── DATA EXTRACT

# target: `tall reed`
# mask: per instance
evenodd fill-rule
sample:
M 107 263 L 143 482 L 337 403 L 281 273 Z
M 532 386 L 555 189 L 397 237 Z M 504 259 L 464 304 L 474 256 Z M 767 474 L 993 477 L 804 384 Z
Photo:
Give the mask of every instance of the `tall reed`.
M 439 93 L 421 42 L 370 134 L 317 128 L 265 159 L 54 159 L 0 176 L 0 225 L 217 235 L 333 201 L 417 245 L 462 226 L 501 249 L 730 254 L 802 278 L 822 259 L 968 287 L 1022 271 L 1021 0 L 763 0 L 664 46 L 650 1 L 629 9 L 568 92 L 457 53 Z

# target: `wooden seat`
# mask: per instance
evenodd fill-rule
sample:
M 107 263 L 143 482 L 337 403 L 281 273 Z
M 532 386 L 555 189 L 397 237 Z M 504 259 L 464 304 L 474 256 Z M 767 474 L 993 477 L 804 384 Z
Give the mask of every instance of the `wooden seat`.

────
── DATA EXTRACT

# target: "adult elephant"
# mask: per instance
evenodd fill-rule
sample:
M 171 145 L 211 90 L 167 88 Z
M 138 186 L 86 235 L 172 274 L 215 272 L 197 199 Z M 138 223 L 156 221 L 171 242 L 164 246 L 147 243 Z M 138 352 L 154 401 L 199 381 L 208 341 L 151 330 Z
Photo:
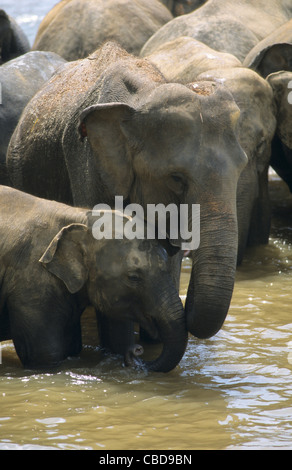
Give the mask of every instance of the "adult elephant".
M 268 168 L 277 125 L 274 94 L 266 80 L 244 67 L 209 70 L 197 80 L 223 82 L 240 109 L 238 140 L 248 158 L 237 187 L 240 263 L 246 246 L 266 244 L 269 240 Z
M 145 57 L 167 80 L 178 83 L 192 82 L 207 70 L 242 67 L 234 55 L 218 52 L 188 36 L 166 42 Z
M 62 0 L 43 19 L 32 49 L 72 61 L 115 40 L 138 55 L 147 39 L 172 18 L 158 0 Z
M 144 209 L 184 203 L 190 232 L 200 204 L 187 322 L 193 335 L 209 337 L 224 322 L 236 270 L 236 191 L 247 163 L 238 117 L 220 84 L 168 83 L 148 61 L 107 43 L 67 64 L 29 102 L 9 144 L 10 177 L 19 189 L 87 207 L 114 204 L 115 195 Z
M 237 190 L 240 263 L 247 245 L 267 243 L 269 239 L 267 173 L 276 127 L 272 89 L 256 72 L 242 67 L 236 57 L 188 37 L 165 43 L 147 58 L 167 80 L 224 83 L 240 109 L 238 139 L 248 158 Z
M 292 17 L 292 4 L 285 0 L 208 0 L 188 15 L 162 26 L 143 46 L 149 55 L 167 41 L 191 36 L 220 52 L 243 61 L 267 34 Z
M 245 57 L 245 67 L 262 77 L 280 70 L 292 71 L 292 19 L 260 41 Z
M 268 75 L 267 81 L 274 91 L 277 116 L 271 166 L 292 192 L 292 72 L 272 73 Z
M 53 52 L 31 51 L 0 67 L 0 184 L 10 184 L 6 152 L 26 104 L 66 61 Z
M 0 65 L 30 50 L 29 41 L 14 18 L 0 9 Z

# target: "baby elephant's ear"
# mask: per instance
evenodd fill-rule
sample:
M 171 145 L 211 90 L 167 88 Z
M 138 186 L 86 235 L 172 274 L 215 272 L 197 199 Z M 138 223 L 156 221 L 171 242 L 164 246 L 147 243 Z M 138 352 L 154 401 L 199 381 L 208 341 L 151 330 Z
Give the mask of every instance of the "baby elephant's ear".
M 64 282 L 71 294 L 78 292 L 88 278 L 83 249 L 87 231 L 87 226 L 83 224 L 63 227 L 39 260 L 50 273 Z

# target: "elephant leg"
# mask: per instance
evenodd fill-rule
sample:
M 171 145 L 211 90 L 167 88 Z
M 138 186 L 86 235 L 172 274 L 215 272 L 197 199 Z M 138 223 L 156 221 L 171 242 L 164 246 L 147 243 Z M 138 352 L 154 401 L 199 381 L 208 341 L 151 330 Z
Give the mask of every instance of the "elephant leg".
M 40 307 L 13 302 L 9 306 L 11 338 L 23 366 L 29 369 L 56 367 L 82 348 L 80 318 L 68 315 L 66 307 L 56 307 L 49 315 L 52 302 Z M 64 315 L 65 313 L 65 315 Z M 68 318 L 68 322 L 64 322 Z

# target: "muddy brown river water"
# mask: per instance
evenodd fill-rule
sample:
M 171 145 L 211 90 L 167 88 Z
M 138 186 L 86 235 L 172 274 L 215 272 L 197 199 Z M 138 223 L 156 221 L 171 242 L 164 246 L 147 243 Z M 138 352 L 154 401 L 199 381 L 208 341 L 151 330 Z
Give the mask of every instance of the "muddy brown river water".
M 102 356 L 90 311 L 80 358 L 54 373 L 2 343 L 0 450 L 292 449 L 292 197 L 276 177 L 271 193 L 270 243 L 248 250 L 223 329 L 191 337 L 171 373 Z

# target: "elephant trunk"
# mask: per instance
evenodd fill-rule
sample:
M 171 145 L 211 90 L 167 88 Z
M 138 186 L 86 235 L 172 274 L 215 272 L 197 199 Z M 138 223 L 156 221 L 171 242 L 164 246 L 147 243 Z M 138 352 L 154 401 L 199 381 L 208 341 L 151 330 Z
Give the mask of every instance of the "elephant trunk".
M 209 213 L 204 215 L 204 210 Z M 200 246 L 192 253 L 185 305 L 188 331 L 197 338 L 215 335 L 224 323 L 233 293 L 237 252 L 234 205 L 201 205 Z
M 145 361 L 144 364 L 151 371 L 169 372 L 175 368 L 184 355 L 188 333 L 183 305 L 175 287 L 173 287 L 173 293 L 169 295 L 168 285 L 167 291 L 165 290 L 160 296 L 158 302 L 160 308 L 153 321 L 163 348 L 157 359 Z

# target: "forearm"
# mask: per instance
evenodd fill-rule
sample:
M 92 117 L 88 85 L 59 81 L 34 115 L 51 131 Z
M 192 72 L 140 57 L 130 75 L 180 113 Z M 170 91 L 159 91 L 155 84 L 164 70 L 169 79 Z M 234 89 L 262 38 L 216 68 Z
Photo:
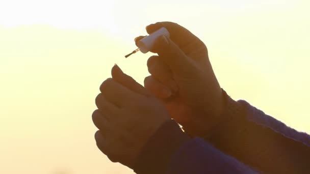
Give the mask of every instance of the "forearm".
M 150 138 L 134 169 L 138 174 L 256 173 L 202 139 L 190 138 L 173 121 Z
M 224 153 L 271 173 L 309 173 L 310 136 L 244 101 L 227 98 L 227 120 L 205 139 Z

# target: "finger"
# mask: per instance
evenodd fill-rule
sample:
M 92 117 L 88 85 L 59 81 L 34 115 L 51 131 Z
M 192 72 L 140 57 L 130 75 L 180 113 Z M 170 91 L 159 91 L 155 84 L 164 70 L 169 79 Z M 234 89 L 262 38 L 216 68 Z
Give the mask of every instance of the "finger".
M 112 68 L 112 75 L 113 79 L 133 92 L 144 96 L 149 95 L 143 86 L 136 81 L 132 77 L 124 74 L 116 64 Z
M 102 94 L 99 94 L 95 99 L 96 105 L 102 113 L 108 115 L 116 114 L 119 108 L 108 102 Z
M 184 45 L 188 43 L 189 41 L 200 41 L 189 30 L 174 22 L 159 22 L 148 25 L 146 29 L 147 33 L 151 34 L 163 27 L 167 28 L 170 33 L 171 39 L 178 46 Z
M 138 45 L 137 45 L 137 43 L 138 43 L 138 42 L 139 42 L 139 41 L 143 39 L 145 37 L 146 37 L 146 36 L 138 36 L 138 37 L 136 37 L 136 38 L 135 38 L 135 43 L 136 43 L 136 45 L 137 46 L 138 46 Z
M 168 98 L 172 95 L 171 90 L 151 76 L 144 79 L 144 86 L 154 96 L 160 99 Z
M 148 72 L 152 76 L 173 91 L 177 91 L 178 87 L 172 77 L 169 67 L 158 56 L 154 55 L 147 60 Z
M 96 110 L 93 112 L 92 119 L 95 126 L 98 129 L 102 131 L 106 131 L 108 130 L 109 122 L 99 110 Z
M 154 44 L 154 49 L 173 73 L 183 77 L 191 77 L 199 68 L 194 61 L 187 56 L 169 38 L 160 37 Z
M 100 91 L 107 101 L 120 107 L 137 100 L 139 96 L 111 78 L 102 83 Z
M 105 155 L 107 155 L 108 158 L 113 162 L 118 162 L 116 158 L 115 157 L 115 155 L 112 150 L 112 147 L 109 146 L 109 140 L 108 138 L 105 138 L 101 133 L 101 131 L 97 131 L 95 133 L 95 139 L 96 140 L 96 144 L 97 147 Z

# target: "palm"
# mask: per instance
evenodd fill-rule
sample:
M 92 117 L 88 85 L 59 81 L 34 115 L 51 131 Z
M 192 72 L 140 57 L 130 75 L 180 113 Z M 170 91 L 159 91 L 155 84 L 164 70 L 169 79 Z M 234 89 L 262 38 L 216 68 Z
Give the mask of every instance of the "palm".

────

* SHORT EXERCISE
How many lines of the records above contain the string "muddy"? Reply with the number only.

* RESULT
2